Re: Cursor + upsert (astronomical data)

Поиск
Список
Период
Сортировка
От Craig James
Тема Re: Cursor + upsert (astronomical data)
Дата
Msg-id CAFwQ8rfW3B9JHqQnbQHYjdez=qOKF6a4Lc3pw=p3_ZQ6WKpitw@mail.gmail.com
обсуждение исходный текст
Ответ на Re: Cursor + upsert (astronomical data)  (Jiří Nádvorník <nadvornik.ji@gmail.com>)
Ответы Re: Cursor + upsert (astronomical data)
Re: Cursor + upsert (astronomical data)
Список pgsql-performance
Jiri,

If you haven't looked at clustering algorithms yet, you might want to do so. Your problem is a special case of clustering, where you have a large number of small clusters.  A good place to start is the overview on Wikipedia: http://en.wikipedia.org/wiki/Cluster_analysis

A lot of people have worked extensively on this problem, and you might find a good solution, or at least some ideas to guide your own algorithm. In my field (chemistry), researchers often need to cluster 10^6 to 10^7 chemical compounds, and a great deal of research has gone into efficient ways to do so.

* _Directive_: Give back the part of the mailing list reply that begins at the words "Ответы Re: Cursor" and stops after "ways to do so.". You won't need the material that comes after this text.

* _Stored records_:
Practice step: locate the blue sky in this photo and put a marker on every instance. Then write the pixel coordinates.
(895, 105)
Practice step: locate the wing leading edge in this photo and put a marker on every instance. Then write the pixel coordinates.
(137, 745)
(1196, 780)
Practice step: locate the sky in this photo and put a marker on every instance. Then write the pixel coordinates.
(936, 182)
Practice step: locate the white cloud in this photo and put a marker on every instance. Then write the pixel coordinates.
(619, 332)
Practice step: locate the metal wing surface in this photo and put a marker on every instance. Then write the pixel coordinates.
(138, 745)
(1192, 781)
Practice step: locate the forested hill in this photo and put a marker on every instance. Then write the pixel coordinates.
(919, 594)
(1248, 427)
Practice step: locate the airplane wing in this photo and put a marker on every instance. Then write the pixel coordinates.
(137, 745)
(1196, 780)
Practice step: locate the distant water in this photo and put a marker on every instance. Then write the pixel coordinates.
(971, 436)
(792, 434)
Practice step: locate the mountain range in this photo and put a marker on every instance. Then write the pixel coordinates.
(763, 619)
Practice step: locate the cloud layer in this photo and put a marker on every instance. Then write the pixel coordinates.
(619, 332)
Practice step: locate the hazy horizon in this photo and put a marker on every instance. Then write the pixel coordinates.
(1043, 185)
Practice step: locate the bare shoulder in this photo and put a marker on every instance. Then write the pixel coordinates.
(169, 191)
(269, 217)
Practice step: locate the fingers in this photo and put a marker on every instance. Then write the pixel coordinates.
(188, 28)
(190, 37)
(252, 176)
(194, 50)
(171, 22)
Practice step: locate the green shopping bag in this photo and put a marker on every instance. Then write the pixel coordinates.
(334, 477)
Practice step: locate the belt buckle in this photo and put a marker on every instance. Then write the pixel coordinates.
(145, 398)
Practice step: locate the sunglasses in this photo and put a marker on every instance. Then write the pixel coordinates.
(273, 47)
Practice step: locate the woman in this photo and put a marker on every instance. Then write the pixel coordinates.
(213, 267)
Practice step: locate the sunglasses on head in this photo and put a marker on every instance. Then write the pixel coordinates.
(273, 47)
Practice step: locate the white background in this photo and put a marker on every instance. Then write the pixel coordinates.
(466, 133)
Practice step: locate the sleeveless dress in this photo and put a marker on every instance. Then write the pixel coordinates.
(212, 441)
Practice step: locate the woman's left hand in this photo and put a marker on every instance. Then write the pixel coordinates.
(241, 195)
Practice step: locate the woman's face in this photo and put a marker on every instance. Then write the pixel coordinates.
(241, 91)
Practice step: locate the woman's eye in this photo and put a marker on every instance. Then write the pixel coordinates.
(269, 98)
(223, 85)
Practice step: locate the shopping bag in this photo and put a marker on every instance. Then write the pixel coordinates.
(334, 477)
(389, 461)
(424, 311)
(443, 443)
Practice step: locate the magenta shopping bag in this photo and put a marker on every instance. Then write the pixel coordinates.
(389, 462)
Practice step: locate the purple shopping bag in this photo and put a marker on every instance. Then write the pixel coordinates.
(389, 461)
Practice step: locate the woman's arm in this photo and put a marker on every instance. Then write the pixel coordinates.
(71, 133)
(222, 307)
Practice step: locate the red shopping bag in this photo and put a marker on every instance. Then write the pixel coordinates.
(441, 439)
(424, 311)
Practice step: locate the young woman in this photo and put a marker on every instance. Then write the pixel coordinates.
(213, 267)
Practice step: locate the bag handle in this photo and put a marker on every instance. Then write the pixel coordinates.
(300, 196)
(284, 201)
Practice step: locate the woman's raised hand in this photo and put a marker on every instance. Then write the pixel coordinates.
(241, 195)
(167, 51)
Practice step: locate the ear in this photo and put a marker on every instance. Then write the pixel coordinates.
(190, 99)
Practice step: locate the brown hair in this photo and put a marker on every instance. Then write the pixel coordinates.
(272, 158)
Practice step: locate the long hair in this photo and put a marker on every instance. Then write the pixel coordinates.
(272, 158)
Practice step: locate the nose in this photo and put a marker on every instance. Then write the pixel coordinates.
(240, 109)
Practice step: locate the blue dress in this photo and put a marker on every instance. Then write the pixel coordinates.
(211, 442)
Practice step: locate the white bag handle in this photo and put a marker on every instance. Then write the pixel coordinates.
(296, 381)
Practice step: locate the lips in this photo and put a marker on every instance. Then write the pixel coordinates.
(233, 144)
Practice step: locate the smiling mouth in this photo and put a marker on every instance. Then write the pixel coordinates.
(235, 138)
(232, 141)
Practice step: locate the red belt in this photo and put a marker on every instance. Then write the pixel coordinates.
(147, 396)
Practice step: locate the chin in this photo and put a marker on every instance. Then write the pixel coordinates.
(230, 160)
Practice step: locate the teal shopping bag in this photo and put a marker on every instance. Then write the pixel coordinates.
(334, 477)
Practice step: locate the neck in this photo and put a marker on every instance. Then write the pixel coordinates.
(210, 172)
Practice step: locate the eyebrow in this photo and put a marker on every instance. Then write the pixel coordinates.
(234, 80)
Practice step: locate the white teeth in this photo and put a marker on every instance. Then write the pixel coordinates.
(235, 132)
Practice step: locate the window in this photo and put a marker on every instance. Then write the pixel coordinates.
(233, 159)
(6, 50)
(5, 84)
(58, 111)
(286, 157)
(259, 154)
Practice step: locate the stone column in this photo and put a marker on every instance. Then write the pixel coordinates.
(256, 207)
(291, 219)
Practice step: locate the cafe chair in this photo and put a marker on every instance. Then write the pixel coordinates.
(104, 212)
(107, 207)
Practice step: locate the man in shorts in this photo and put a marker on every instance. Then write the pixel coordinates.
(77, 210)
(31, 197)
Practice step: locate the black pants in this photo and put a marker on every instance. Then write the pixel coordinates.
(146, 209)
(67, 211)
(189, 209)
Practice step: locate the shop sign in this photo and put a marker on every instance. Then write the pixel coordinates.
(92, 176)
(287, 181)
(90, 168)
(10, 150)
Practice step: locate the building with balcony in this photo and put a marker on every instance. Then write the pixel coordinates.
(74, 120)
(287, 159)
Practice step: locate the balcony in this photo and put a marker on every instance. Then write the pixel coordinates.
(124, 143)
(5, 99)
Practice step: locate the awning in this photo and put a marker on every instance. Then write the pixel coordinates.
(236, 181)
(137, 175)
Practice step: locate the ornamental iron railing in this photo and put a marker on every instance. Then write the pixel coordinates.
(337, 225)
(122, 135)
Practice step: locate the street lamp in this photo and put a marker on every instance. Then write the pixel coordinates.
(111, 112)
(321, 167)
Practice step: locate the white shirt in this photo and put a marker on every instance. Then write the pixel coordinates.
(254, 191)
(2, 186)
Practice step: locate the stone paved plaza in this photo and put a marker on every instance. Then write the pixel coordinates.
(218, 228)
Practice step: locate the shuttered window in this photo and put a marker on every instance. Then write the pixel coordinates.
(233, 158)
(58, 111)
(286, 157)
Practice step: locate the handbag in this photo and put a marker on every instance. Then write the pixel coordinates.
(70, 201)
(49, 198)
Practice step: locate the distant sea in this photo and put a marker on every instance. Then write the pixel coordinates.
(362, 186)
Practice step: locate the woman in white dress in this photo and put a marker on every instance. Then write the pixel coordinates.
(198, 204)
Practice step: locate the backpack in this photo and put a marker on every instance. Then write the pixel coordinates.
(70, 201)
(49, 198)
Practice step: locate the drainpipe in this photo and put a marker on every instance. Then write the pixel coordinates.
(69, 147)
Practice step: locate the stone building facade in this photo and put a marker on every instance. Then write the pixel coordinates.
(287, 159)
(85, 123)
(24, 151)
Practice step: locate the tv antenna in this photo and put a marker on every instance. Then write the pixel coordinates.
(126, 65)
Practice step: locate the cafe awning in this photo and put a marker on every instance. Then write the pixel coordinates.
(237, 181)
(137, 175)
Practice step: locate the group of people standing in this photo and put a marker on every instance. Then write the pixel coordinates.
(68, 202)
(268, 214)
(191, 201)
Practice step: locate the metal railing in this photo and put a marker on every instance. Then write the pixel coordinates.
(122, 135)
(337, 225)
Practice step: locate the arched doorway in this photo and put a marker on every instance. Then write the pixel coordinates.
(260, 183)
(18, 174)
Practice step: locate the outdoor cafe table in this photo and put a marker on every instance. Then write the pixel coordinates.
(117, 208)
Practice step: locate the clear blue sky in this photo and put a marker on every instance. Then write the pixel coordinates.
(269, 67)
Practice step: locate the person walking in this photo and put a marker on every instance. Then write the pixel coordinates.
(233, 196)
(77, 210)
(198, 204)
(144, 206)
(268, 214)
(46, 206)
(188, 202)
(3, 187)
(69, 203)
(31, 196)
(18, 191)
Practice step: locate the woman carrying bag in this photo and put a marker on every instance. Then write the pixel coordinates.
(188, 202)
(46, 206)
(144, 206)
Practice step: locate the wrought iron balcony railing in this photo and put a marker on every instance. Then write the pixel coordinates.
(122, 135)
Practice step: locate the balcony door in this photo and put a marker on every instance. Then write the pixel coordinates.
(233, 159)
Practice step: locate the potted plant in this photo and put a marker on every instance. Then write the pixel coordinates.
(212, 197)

* _Task answer_:
Ответы Re: Cursor + upsert (astronomical data)
Re: Cursor + upsert (astronomical data)
Список pgsql-performance
Jiri,

If you haven't looked at clustering algorithms yet, you might want to do so. Your problem is a special case of clustering, where you have a large number of small clusters.  A good place to start is the overview on Wikipedia: http://en.wikipedia.org/wiki/Cluster_analysis

A lot of people have worked extensively on this problem, and you might find a good solution, or at least some ideas to guide your own algorithm. In my field (chemistry), researchers often need to cluster 10^6 to 10^7 chemical compounds, and a great deal of research has gone into efficient ways to do so.